▸ **Exercise instructions**
Repeat every entry exactly. Pictures stay out.

##### Data for this exercise #####

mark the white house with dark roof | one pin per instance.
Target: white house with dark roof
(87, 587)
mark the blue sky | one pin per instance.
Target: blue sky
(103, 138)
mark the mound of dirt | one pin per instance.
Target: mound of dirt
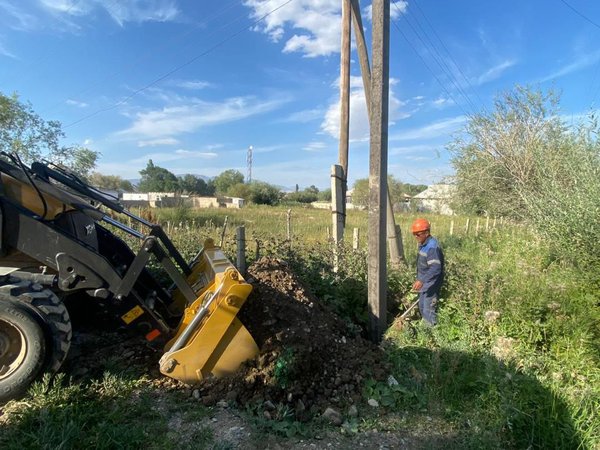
(309, 358)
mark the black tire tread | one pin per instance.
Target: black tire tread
(53, 312)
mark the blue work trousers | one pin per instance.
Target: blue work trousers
(428, 306)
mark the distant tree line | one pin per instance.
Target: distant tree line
(24, 132)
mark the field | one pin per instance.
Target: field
(513, 363)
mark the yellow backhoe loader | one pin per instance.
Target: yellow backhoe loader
(61, 237)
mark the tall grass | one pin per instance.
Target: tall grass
(513, 362)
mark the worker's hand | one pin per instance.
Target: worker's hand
(417, 285)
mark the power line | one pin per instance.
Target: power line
(439, 60)
(177, 68)
(416, 3)
(580, 14)
(427, 65)
(429, 68)
(155, 50)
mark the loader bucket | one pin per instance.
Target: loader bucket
(210, 339)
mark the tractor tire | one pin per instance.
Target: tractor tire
(52, 312)
(22, 349)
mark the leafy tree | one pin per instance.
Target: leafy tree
(157, 179)
(324, 195)
(263, 193)
(191, 184)
(226, 179)
(308, 195)
(24, 132)
(497, 158)
(241, 190)
(521, 161)
(113, 182)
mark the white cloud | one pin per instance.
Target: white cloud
(411, 149)
(315, 146)
(359, 118)
(494, 72)
(305, 116)
(77, 103)
(581, 62)
(396, 10)
(158, 142)
(316, 24)
(444, 127)
(190, 84)
(189, 117)
(180, 154)
(16, 18)
(442, 102)
(5, 52)
(133, 11)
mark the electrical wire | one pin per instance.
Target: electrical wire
(429, 69)
(178, 68)
(153, 51)
(428, 44)
(580, 14)
(457, 66)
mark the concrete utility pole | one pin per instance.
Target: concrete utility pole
(395, 245)
(377, 270)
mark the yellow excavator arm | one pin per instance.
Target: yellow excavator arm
(210, 339)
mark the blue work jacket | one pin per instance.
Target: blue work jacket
(430, 265)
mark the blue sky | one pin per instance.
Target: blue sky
(192, 84)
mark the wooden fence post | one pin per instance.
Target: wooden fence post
(241, 253)
(355, 238)
(223, 232)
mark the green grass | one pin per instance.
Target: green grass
(530, 378)
(115, 411)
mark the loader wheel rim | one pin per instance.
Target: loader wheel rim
(13, 348)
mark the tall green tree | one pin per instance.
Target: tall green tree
(24, 132)
(113, 182)
(262, 193)
(521, 161)
(192, 184)
(497, 158)
(226, 179)
(157, 179)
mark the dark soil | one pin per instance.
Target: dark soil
(309, 359)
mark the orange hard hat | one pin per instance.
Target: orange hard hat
(420, 224)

#####

▸ **Answer box**
mark the white house with dark roof | one pin per instance.
Target: white house with dark roof
(87, 587)
mark the blue sky | one pin per instance.
Target: blue sky
(103, 138)
mark the mound of dirt | one pin per instance.
Target: mound of dirt
(309, 358)
mark the black tire tread | one pin per instance.
Target: black tire tread
(53, 312)
mark the blue work trousers | one pin per instance.
Target: blue work trousers
(428, 306)
mark the distant tree line | one pin per instance.
Target: distant tree line
(24, 132)
mark the field | one pin per instance.
Target: field
(513, 363)
mark the yellow backhoe loader | one pin per instance.
Target: yellow backhoe loader
(61, 237)
mark the tall grass | one pin per instance.
Target: tall grass
(513, 362)
mark the worker's hand | one pin per instance.
Target: worker's hand
(417, 285)
mark the power line | one pin per instance.
Target: power line
(439, 60)
(177, 68)
(416, 3)
(580, 14)
(427, 65)
(429, 68)
(155, 50)
mark the loader bucket | one pin per instance.
Target: loader bucket
(210, 339)
mark the tractor tire | one pin per instance.
Target: tractor tire
(52, 312)
(22, 349)
mark the leafy tree | one pin per instance.
Target: leafy tree
(157, 179)
(324, 195)
(263, 193)
(191, 184)
(226, 179)
(308, 195)
(24, 132)
(497, 158)
(241, 190)
(521, 161)
(113, 182)
mark the white cloud | one pin per instance.
Target: white cloud
(411, 149)
(315, 146)
(359, 118)
(494, 72)
(305, 116)
(77, 103)
(581, 62)
(396, 10)
(158, 142)
(316, 24)
(444, 127)
(190, 84)
(189, 117)
(180, 154)
(16, 18)
(442, 102)
(5, 52)
(133, 11)
mark the electrical wire | one pin per instance.
Target: electrical wire
(429, 69)
(178, 68)
(153, 51)
(428, 44)
(580, 14)
(457, 66)
mark the concrete utility pole | one pin per instance.
Target: concrete utility pole
(395, 245)
(377, 270)
mark the yellow excavator arm | one pin per instance.
Target: yellow excavator arm
(210, 339)
mark the blue work jacket | one pin per instance.
Target: blue work jacket
(430, 265)
mark the blue sky | one pin per instance.
Target: blue sky
(192, 84)
mark the wooden fence post | one pin per instance.
Target: wooden fence post
(241, 253)
(355, 238)
(223, 232)
mark the green grass | one pin per instance.
Target: green grass
(530, 378)
(115, 411)
mark the loader wheel rim | one pin per instance.
Target: loader wheel rim
(13, 348)
mark the tall green tree | one pin per instance.
Target: tall green tree
(24, 132)
(113, 182)
(262, 193)
(521, 161)
(192, 184)
(497, 158)
(226, 179)
(157, 179)
mark the dark soil | one pin per instance.
Target: dark soil
(309, 359)
mark the orange hard hat | one pin per instance.
Target: orange hard hat
(420, 224)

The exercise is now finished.